### Hinweise zur Aufgabe
Stellen Sie die gesamte folgende Auflistung als JSON-Liste von Zeichenketten dar, eine Zeichenkette je Zeile und ohne Leerzeilen. Die Bilder sind in der Antwort wegzulassen.

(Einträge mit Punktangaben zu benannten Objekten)
================

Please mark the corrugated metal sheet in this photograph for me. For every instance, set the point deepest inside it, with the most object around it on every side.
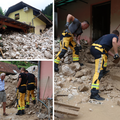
(8, 68)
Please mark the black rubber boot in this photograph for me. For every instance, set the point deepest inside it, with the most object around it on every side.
(81, 64)
(97, 97)
(105, 72)
(56, 67)
(23, 112)
(27, 106)
(34, 101)
(19, 112)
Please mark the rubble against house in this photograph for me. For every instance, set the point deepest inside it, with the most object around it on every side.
(75, 82)
(8, 68)
(28, 46)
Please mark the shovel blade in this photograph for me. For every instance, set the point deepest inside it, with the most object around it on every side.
(116, 60)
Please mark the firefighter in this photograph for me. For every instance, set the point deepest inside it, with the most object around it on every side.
(21, 85)
(100, 50)
(32, 84)
(75, 29)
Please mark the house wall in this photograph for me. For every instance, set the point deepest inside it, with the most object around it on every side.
(24, 16)
(81, 11)
(39, 24)
(46, 70)
(27, 18)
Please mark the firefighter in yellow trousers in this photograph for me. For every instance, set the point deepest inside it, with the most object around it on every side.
(32, 84)
(72, 30)
(21, 85)
(100, 50)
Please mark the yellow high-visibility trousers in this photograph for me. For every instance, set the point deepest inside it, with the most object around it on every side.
(22, 101)
(100, 64)
(28, 96)
(64, 44)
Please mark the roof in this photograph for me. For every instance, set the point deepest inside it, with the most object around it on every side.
(36, 12)
(59, 3)
(8, 68)
(13, 23)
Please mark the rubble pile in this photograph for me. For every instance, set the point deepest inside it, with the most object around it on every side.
(72, 84)
(84, 54)
(10, 89)
(27, 46)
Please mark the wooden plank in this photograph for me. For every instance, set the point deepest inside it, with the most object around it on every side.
(66, 111)
(63, 104)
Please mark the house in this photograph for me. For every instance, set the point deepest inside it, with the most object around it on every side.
(8, 68)
(103, 16)
(27, 14)
(11, 23)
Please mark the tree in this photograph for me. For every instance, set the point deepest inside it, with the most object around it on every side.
(1, 11)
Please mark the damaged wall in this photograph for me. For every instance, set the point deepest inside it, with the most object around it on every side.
(39, 24)
(27, 18)
(23, 16)
(83, 11)
(115, 14)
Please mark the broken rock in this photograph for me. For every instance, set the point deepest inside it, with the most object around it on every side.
(67, 71)
(83, 88)
(75, 66)
(79, 74)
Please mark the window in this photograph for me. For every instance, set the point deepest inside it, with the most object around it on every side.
(17, 16)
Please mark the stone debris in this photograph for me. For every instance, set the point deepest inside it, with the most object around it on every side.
(67, 71)
(80, 77)
(28, 46)
(83, 88)
(10, 89)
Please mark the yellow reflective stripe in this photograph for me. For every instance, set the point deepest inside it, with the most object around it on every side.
(33, 98)
(64, 33)
(96, 45)
(23, 107)
(27, 103)
(23, 85)
(75, 58)
(105, 64)
(100, 49)
(95, 86)
(19, 108)
(56, 61)
(31, 83)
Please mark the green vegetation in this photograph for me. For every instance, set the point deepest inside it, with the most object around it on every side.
(48, 12)
(20, 64)
(2, 12)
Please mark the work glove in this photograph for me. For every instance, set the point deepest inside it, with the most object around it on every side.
(67, 25)
(80, 47)
(16, 90)
(116, 56)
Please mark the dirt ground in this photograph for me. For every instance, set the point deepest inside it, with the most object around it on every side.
(12, 116)
(90, 109)
(32, 112)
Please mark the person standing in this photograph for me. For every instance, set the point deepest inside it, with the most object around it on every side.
(100, 50)
(2, 92)
(75, 29)
(32, 84)
(21, 85)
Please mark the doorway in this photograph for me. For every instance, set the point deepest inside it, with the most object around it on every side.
(101, 19)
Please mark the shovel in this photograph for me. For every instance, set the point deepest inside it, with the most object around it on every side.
(116, 60)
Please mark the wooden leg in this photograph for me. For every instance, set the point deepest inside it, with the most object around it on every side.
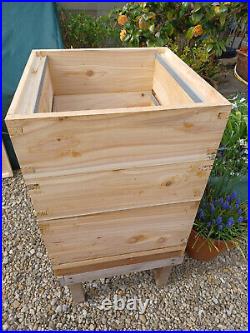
(77, 292)
(161, 275)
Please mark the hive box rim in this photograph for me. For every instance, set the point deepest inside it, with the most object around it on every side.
(13, 109)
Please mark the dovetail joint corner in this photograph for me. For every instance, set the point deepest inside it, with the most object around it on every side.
(14, 131)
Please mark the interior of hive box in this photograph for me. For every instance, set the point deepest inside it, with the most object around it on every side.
(80, 80)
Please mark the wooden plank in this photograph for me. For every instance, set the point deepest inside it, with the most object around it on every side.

================

### Ergebnis der Übung
[
  "Please mark the corrugated metal sheet in this photograph for me. For every instance, set the point deepest inside it, with the most object around it on every side.",
  "(8, 68)",
  "Please mark the black rubber boot in this photograph for me. For every instance, set the point deepest inside it, with the most object around it on every side.",
  "(81, 64)",
  "(97, 97)",
  "(105, 72)",
  "(56, 67)",
  "(23, 112)",
  "(27, 106)",
  "(34, 101)",
  "(19, 112)",
  "Please mark the rubble against house in this photograph for me. For every instance, set the point deepest inside it, with the most object around it on every side.",
  "(75, 82)",
  "(8, 68)",
  "(28, 46)",
  "Please mark the shovel blade in this photograph for me. For every instance, set the point deepest inside it, with the most object around it on every side.",
  "(116, 60)",
  "Please mark the firefighter in this photograph for me. For every instance, set the point deepest inside it, with the most object around it on every side.",
  "(21, 85)",
  "(100, 50)",
  "(32, 84)",
  "(75, 29)",
  "Please mark the house wall in this photograph for me. For every instance, set the point deepest inside it, with the most object around it on every side.",
  "(24, 16)",
  "(81, 11)",
  "(39, 24)",
  "(46, 70)",
  "(27, 18)",
  "Please mark the firefighter in yellow trousers in this photograph for me. For every instance, set the point deepest inside it, with the most object around it on every side.",
  "(32, 84)",
  "(72, 30)",
  "(21, 85)",
  "(100, 50)",
  "Please mark the yellow high-visibility trousers in this photograph for me. For every instance, set the point deepest inside it, with the most object around it on every side.",
  "(22, 101)",
  "(100, 64)",
  "(28, 96)",
  "(64, 44)",
  "Please mark the roof in this photograph for me. For every instance, set the point deepest inside it, with the most object around it on every side.",
  "(36, 12)",
  "(59, 3)",
  "(8, 68)",
  "(13, 23)",
  "Please mark the rubble pile in this photograph for me. For every instance, set the point deepest inside it, with the most object around it on every side.",
  "(72, 84)",
  "(84, 54)",
  "(10, 89)",
  "(27, 46)",
  "Please mark the wooden plank in this photograph for me. For every instance, set the point deepest inside it, with the most object around it on every side.",
  "(66, 111)",
  "(63, 104)",
  "Please mark the house in this photograph for me. For every instance, set the point deepest inside it, with the most object around it on every side.",
  "(8, 68)",
  "(103, 16)",
  "(27, 14)",
  "(11, 23)",
  "Please mark the tree in this photograph for me. For every instance, set the point deepest inside it, with the most object around it on every side.",
  "(1, 11)",
  "Please mark the damaged wall in this photograph for me. For every instance, set the point deepest inside it, with the most object around it on every side.",
  "(39, 24)",
  "(27, 18)",
  "(23, 16)",
  "(83, 11)",
  "(115, 14)",
  "Please mark the broken rock in this photograph for me. For every instance, set the point deepest inside it, with the most object around it on every side.",
  "(67, 71)",
  "(83, 88)",
  "(75, 66)",
  "(79, 74)",
  "Please mark the window in this photograph for me. For every instance, set the point deepest inside it, with the most object around it on every side.",
  "(17, 16)",
  "Please mark the stone debris in this photograph for me. For every instance, set the point deepest inside it, with the most object around it on every side.",
  "(67, 71)",
  "(80, 77)",
  "(28, 46)",
  "(83, 88)",
  "(10, 89)",
  "Please mark the yellow reflective stripe in this photograph for me. For every instance, set the point deepest inside it, with the most object around it on every side.",
  "(33, 98)",
  "(64, 33)",
  "(96, 45)",
  "(23, 107)",
  "(27, 103)",
  "(23, 85)",
  "(75, 58)",
  "(105, 64)",
  "(100, 49)",
  "(95, 86)",
  "(19, 108)",
  "(56, 61)",
  "(31, 83)",
  "Please mark the green vegetation in this photograph for me. For every instance, set the point deepest inside it, with the most object around it on every side.",
  "(48, 12)",
  "(20, 64)",
  "(2, 12)",
  "Please mark the work glove in this photograph for me. For every instance, set the point deepest inside it, with the most object around it on every side.",
  "(67, 25)",
  "(80, 47)",
  "(16, 90)",
  "(116, 56)",
  "Please mark the dirt ground in this photograph for me. For every instance, set the point deepest inside it, with the most object around it on every side.",
  "(12, 116)",
  "(90, 109)",
  "(32, 112)",
  "Please mark the person standing in this photograph for me. For every instance, set the point deepest inside it, with the most object around it on every side.",
  "(100, 50)",
  "(2, 92)",
  "(75, 29)",
  "(32, 84)",
  "(21, 85)",
  "Please mark the doorway in this photograph for me. For every instance, set the point deepest inside it, with the most object around it on every side.",
  "(101, 19)",
  "Please mark the shovel in this photograph for me. For every instance, set the point deepest inside it, with the most object around it on every side.",
  "(116, 60)",
  "Please mark the wooden leg in this photograph for me. For every instance, set the point deepest inside it, with the most object around it on every side.",
  "(77, 292)",
  "(161, 275)",
  "Please mark the hive box rim in this photograph for me. For every instance, set the point deepest inside it, with the most object around it on every side.",
  "(13, 109)",
  "Please mark the dovetail joint corner in this photograph for me. For every instance, set the point deepest inside it, with the most object around it on every side.",
  "(14, 131)",
  "Please mark the interior of hive box in this photograph for me. For every instance, set the point deepest inside it, with the most object around it on every side.",
  "(80, 80)",
  "Please mark the wooden plank in this photograph for me. For every instance, set the point deepest inside it, with the most object around it on every side."
]